TAREFAS DO EXERCÍCIO:
**1.** Por favor, volte a escrever, no texto sobre São Bom Homem, tudo desde "quarta-feira, janeiro 25, 2017" até "virtuoso e exemplar.".
**2.** Com base no texto sobre São Bom Homem, responda às perguntas seguintes:
(a) Em que cidade viveu o santo, segundo a hagiografia?
(b) A que igreja ia ele todas as noites para assistir às matinas?
(c) Em que data morreu?
**3.** Indique se cada afirmação está de acordo com o texto sobre São Bom Homem e cite as palavras do texto que o comprovam:
(a) O pai de São Bom Homem era comerciante.
(b) Os presentes perceberam de imediato que ele tinha morrido quando caiu ao chão.
(c) Ele distribuiu pelos necessitados o dízimo da fortuna que o pai lhe deixou.

O Tanoeiro da Ribeira

quarta-feira, janeiro 25, 2017


São Bom Homem

Na semana passada, falei de São Bom Homem e logo alguém me perguntou quem foi este santo.

Segundo a hagiografia, viveu no século XII em Cremona. Era filho dum comerciante que o batizou com o nome de Homobono, ou seja, Bom Homem. Na família, cultivou a probidade e a honradez. Seu pai, para além do industriar na arte do seu ofício, inspirou-lhe o horror à fraude e à injustiça. Aprendeu a ser rigoroso no seu trabalho de comerciante: os seus livros estavam sempre na melhor ordem, seus pagamentos com toda a pontualidade. Fazia da sua profissão uma condição providencial para ser bom cidadão e cristão virtuoso e exemplar.

São Bom Homem sofreu, com enorme paciência, o capricho, a injustiça e a arrogância de muitos com quem tinha de conviver. Com o seu paciente silêncio, as brandas respostas ou retribuindo as injúrias com favores, sempre venceu a malícia que o rodeava.

Considerava que a caridade com o pobre, que todo o cristão deve praticar, deve ser mais vivida pelo comerciante para não se deixar “dominar pela avidez de amontoar o vil metal”. E de tal modo exerceu esta virtude que, não só distribuiu pelos necessitados o dízimo da fortuna deixada por seu pai, como ia “procurá-los às choças, socorria-os, e com tal liberalidade, que sua esposa queixava-se de que daria cabo de tudo”. Ao que ele respondia: “dar esmola é pôr a juros no banco de Deus, que Jesus Cristo se obrigava a pagar na razão de cento por um”. O seu hagiógrafo assegura que Deus, muitas vezes, o  recompensou, aumentando-lhe o que tinha depositado nos armazéns.

 Apesar do muito trabalho com o seu negócio, arranjava sempre tempo para a oração e para ir, todas as noites, à igreja de S. Gil assistir às matinas e só de lá voltava depois de ouvir a missa da manhã. Era tal a sua devoção que inspirava nos outros os mesmos sentimentos: os tíbios tornavam-se fervorosos e muitos pecadores se convertiam com o exemplo da sua vida e a unção da sua palavra. A 13 de dezembro de 1197, encontrava-se, como de costume, a assistir às matinas. Ajoelhou diante do cruxifixo até se iniciar a Santa Missa. Ao Glória in excelsis, abriu os braços em forma de cruz. Pouco depois, caiu de rosto no chão. Pensando tratar-se dum ato de devoção, os circunstantes só se aperceberam da sua morte quando, após o Evangelho, viram que ele não se levantava. E assim expirou.

CONJUNTO DE DADOS:

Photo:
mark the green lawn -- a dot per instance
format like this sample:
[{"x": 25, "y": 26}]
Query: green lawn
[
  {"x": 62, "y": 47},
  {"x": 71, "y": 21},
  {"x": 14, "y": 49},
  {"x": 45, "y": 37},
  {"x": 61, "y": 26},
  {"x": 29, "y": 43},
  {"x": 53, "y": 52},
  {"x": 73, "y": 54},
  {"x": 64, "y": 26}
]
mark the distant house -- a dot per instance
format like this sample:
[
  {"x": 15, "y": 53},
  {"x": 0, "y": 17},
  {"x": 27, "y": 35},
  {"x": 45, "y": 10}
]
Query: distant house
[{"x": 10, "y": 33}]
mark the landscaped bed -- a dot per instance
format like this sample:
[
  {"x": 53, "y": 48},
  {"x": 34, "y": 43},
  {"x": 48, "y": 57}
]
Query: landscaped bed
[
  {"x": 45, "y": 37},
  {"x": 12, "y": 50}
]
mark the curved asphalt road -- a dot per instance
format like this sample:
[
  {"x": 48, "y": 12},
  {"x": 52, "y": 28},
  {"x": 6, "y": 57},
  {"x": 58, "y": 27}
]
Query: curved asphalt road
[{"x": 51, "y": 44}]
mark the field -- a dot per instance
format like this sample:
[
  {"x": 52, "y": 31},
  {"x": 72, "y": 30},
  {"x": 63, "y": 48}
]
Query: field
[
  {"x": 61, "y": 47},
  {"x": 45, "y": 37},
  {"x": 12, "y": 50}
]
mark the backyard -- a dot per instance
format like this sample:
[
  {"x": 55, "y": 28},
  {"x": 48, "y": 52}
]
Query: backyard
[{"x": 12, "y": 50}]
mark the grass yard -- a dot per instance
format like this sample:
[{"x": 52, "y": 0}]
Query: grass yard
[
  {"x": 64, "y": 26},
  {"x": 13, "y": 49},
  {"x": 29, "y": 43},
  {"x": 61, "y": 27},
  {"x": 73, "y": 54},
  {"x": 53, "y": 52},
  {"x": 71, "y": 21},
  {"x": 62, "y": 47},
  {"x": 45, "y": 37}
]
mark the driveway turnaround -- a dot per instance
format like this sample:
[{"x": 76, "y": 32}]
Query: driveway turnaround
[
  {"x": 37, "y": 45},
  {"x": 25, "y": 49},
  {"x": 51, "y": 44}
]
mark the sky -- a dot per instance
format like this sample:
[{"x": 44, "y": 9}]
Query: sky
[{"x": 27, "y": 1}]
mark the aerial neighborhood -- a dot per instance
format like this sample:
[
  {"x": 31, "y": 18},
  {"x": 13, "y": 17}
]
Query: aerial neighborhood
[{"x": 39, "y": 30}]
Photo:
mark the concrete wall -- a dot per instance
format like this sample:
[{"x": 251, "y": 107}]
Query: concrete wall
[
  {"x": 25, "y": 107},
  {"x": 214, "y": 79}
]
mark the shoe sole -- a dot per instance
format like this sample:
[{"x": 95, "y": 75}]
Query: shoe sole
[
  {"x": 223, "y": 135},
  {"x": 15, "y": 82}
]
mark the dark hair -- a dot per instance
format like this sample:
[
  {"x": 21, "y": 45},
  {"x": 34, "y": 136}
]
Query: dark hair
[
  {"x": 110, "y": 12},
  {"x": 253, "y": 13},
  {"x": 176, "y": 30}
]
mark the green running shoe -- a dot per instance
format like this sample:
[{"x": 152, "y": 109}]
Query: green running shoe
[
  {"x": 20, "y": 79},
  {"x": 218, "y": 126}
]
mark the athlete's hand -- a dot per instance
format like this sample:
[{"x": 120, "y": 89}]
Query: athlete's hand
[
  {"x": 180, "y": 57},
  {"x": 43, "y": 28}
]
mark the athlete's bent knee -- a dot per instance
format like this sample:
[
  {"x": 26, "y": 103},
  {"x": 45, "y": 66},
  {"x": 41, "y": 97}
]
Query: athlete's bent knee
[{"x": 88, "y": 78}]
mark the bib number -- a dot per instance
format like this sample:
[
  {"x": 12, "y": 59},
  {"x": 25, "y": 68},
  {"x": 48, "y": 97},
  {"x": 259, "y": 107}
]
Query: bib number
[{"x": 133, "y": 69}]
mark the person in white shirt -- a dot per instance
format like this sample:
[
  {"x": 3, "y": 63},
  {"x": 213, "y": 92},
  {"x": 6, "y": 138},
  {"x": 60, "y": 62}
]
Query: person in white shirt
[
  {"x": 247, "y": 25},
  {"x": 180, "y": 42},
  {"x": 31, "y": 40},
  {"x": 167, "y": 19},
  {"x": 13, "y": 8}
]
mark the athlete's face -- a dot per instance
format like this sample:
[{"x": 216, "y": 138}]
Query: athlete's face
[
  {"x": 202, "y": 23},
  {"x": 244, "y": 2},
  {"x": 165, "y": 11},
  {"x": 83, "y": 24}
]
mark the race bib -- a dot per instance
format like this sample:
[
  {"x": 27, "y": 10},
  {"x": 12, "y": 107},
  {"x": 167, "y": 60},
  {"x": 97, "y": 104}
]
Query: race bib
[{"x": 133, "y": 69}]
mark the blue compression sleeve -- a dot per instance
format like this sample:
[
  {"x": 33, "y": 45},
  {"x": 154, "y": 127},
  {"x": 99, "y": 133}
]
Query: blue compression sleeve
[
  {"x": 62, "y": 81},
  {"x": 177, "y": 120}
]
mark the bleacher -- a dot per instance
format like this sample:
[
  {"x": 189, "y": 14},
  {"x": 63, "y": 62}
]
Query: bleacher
...
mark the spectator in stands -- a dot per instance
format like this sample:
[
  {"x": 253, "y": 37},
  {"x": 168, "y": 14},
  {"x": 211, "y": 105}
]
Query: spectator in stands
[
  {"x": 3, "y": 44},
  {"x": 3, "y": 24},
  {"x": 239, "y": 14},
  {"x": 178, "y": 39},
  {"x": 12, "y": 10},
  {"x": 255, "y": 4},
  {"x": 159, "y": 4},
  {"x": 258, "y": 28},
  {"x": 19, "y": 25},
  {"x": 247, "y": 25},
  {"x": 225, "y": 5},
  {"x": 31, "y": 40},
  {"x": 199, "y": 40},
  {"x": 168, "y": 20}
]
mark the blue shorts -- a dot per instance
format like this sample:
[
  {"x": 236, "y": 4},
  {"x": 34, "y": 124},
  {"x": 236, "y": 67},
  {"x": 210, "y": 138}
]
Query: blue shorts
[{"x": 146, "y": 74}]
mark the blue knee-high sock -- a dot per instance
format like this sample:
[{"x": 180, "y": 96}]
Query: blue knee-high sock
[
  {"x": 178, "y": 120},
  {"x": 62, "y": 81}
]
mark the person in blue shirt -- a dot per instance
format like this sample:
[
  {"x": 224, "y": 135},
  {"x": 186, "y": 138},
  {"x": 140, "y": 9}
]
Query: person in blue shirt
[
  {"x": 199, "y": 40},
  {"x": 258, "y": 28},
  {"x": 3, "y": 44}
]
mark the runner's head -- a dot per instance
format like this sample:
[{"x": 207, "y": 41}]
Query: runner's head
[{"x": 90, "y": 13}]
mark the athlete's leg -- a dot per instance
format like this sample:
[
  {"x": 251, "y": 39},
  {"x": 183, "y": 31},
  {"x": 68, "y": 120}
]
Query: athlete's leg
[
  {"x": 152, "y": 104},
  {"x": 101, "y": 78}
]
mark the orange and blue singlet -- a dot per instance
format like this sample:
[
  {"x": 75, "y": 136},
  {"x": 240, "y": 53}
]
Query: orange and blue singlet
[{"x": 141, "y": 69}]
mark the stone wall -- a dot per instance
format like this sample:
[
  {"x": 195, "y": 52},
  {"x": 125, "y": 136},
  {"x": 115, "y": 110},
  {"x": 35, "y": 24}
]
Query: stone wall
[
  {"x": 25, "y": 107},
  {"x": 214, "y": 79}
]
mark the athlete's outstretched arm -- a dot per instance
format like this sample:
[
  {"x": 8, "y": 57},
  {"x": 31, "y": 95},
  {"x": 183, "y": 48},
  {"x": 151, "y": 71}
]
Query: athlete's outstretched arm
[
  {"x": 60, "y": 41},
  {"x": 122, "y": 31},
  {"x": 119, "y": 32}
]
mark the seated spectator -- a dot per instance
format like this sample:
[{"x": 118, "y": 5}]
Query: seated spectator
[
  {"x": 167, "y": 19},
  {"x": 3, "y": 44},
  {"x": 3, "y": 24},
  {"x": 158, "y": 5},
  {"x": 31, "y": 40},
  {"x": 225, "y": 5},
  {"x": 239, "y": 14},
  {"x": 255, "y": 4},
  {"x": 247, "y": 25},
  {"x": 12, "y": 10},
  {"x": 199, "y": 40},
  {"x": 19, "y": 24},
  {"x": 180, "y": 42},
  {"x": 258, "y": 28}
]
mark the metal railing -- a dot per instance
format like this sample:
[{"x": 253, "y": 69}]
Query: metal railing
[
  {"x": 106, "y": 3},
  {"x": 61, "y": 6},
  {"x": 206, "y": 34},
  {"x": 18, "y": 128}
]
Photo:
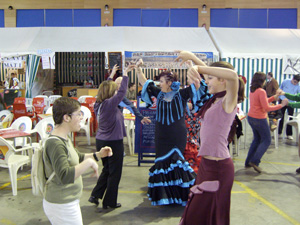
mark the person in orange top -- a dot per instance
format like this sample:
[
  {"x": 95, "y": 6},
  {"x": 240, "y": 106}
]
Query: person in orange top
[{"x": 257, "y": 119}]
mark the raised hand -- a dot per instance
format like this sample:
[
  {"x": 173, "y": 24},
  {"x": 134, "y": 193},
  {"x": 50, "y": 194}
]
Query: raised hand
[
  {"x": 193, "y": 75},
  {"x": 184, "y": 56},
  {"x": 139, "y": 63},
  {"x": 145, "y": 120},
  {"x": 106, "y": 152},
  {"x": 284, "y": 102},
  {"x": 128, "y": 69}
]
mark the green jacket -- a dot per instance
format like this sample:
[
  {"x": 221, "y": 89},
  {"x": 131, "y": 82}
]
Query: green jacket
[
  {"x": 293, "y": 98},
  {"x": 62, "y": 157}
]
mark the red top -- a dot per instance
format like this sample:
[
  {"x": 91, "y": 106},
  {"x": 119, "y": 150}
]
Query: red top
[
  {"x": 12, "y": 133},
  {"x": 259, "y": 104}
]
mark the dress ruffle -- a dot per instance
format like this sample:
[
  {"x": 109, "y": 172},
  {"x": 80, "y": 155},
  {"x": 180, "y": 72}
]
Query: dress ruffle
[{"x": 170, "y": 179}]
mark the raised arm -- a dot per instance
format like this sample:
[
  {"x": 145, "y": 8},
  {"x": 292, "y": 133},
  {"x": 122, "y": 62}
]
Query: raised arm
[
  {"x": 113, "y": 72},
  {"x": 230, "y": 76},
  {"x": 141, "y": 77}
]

RESPOSTAS ÀS TAREFAS:
**1.**
quarta-feira, janeiro 25, 2017


São Bom Homem

Na semana passada, falei de São Bom Homem e logo alguém me perguntou quem foi este santo.

Segundo a hagiografia, viveu no século XII em Cremona. Era filho dum comerciante que o batizou com o nome de Homobono, ou seja, Bom Homem. Na família, cultivou a probidade e a honradez. Seu pai, para além do industriar na arte do seu ofício, inspirou-lhe o horror à fraude e à injustiça. Aprendeu a ser rigoroso no seu trabalho de comerciante: os seus livros estavam sempre na melhor ordem, seus pagamentos com toda a pontualidade. Fazia da sua profissão uma condição providencial para ser bom cidadão e cristão virtuoso e exemplar.

**2.**
(a) Em Cremona.
(b) À igreja de S. Gil.
(c) A 13 de dezembro de 1197.

**3.**
(a) Sim: "Era filho dum comerciante".
(b) Não: "os circunstantes só se aperceberam da sua morte quando, após o Evangelho, viram que ele não se levantava".
(c) Sim: "distribuiu pelos necessitados o dízimo da fortuna deixada por seu pai".